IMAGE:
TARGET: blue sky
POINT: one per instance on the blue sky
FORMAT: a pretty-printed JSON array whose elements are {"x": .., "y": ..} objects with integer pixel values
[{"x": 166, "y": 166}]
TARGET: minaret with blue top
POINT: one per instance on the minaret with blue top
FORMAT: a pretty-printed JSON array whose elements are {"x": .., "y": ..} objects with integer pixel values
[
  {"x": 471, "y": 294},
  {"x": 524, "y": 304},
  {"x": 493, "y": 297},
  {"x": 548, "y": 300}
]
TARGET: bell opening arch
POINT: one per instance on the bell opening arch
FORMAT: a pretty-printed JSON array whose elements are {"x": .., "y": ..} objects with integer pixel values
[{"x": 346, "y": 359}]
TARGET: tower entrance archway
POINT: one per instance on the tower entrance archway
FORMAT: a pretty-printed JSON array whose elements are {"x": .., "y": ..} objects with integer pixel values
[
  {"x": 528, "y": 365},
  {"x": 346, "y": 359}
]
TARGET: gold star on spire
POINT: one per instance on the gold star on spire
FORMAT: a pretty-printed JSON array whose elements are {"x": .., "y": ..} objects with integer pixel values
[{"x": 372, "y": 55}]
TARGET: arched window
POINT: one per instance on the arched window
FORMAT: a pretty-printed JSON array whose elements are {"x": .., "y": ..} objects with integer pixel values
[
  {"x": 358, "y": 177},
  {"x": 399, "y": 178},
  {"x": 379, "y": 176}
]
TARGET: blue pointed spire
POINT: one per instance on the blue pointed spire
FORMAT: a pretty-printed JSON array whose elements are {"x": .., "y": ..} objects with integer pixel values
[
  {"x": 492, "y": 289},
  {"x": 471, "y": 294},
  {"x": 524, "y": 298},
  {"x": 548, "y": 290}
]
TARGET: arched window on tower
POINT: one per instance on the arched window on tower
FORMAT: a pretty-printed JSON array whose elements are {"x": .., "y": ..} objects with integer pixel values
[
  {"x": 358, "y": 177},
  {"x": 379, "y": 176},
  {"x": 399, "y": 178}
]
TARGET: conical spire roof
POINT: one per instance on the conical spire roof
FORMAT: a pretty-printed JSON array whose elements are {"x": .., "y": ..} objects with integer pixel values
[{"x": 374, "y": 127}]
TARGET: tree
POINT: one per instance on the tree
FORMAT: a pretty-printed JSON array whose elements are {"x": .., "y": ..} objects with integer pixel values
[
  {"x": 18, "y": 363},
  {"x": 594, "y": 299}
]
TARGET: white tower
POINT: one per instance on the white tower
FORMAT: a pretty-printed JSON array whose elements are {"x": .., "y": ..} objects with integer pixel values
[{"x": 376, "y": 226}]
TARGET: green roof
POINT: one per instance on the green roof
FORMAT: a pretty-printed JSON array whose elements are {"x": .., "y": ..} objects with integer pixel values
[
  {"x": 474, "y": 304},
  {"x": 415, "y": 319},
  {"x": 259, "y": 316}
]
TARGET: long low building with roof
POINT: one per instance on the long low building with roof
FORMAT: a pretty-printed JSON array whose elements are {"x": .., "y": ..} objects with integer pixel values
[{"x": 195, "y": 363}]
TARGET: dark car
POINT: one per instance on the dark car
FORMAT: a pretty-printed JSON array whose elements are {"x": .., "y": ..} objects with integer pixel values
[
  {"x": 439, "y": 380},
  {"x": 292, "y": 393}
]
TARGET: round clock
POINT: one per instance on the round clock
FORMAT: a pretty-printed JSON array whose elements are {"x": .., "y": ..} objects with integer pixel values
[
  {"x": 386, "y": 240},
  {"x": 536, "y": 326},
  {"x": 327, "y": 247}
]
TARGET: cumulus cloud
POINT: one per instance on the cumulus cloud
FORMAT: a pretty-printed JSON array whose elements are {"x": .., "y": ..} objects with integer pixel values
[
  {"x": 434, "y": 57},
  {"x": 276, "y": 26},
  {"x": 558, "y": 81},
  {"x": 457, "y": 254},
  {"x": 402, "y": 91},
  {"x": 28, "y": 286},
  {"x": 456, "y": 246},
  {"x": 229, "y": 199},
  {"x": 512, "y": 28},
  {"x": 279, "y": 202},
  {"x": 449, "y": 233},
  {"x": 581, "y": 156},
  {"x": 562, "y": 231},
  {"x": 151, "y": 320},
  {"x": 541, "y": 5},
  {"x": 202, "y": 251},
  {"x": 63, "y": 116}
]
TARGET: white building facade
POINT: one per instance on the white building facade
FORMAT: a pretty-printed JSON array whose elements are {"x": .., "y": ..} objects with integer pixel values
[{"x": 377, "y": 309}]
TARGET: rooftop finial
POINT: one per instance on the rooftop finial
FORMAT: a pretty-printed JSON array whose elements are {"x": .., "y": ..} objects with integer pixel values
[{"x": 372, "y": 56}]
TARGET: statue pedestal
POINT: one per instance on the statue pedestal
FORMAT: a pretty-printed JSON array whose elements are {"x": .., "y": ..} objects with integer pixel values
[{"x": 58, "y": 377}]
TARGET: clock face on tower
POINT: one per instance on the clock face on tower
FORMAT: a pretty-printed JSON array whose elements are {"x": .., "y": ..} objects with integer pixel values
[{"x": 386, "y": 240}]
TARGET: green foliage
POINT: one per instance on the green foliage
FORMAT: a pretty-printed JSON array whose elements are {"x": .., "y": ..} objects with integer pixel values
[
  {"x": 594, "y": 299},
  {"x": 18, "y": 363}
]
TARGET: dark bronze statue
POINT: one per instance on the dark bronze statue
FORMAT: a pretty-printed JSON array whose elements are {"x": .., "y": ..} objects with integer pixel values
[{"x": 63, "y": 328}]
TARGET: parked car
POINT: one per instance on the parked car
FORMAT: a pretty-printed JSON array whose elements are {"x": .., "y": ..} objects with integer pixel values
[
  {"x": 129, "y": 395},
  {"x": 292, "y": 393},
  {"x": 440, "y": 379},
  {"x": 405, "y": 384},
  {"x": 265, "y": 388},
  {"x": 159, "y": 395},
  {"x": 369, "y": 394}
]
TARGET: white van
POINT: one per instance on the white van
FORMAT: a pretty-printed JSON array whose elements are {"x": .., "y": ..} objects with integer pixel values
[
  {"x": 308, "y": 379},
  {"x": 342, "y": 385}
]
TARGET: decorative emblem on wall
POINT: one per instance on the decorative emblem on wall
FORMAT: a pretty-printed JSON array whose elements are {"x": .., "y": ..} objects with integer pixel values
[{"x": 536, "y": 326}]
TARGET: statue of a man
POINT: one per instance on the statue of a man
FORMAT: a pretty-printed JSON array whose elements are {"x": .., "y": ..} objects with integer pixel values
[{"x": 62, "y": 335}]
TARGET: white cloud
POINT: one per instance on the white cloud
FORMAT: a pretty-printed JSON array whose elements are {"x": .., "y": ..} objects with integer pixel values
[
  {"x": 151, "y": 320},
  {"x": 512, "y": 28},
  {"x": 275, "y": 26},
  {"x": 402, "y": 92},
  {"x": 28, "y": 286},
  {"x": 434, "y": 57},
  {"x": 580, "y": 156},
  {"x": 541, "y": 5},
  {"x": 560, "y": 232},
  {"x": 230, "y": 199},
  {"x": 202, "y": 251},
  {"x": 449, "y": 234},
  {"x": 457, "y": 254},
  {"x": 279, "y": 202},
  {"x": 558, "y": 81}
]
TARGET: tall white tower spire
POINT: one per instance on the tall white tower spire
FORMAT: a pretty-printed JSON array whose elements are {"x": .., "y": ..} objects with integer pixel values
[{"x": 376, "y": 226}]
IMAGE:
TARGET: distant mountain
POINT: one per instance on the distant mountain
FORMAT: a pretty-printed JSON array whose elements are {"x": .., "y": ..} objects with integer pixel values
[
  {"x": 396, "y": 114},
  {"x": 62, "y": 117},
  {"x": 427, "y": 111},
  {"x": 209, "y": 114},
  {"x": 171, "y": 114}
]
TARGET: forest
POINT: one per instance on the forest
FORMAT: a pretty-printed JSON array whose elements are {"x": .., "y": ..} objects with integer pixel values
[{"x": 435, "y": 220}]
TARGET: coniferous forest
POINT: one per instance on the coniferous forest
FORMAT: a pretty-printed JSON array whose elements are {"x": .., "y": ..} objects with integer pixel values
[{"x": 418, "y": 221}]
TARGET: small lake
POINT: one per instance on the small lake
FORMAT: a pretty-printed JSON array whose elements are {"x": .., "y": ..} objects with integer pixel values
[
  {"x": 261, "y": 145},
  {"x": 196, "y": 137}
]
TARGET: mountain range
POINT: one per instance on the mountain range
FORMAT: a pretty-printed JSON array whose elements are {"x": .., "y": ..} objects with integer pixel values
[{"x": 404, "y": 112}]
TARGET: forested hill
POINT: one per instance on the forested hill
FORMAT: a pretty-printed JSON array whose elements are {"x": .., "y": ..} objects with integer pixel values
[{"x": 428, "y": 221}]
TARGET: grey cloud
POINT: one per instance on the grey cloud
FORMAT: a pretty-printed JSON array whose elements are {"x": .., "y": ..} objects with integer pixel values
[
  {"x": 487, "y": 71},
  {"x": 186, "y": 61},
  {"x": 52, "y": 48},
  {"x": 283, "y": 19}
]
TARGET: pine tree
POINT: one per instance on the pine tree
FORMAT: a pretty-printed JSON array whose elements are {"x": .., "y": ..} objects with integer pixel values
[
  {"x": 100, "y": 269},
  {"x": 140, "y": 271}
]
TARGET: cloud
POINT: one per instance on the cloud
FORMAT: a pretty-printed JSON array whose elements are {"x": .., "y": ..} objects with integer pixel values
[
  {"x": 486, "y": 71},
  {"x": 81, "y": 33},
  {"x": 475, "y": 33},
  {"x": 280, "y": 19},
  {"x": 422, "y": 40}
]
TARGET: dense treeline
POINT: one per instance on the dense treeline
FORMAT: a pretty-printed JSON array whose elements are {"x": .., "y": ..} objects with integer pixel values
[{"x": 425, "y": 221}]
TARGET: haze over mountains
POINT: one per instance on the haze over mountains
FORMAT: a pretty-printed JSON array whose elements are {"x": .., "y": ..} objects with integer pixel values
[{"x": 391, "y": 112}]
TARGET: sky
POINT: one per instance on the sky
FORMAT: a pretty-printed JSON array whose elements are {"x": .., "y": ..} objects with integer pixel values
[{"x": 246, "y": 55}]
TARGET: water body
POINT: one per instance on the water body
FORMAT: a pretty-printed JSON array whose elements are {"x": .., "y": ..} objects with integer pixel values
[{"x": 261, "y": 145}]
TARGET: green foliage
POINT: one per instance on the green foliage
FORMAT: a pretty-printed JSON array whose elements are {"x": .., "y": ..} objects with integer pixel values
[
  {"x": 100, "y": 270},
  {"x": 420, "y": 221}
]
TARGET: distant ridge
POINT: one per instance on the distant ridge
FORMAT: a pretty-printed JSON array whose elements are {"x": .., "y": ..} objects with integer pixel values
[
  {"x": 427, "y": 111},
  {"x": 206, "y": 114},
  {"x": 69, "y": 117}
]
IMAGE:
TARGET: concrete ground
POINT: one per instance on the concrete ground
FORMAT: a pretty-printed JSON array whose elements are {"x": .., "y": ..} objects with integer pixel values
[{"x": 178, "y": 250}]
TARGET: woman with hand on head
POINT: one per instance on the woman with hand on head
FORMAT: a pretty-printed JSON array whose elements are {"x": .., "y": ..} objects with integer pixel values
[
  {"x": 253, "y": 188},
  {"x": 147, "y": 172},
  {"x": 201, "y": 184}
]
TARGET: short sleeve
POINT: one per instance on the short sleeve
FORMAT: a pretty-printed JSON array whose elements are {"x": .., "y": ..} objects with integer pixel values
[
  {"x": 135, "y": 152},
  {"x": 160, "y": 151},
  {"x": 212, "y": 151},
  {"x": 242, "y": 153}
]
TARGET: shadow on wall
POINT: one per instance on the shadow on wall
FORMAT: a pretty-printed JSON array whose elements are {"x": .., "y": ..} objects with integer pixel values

..........

— Task description —
From the line containing "TARGET: water body" through the closing line of the material above, return every line exactly and omit all others.

— Written response —
TARGET: water body
POINT: one per instance on the water body
FORMAT: a pretty-printed JSON array whose elements are {"x": .., "y": ..} objects with integer pixel values
[{"x": 261, "y": 145}]
TARGET: green foliage
POINT: one per instance on the green foliage
FORMAT: a pretty-printed JSON array whose elements are {"x": .., "y": ..} objects with integer pixel values
[
  {"x": 100, "y": 270},
  {"x": 420, "y": 221}
]
TARGET: distant ridge
POINT: one per instance on the distant ridge
FORMAT: a pretty-printed JSON array whose elements are {"x": .., "y": ..} objects with integer pixel values
[
  {"x": 427, "y": 111},
  {"x": 206, "y": 114},
  {"x": 69, "y": 117}
]
IMAGE:
TARGET: concrete ground
POINT: one per instance on the concrete ground
FORMAT: a pretty-printed JSON array whose elements are {"x": .., "y": ..} objects with integer pixel values
[{"x": 178, "y": 250}]
TARGET: woman with hand on head
POINT: one per instance on the woman with hand on head
FORMAT: a pretty-printed JSON array whose elements are {"x": .., "y": ..} objects with integer pixel values
[
  {"x": 253, "y": 188},
  {"x": 147, "y": 172},
  {"x": 201, "y": 184}
]
TARGET: short sleeve
POINT: one per instance on the short sleeve
FORMAT: a pretty-printed JSON array whose elements are {"x": .., "y": ..} objects with integer pixel values
[
  {"x": 135, "y": 152},
  {"x": 160, "y": 151},
  {"x": 212, "y": 151},
  {"x": 242, "y": 153}
]
TARGET: shadow on wall
POINT: one per instance on the shadow on wall
FORMAT: a pretty-printed JSON array whose elements are {"x": .., "y": ..} objects with integer pixel values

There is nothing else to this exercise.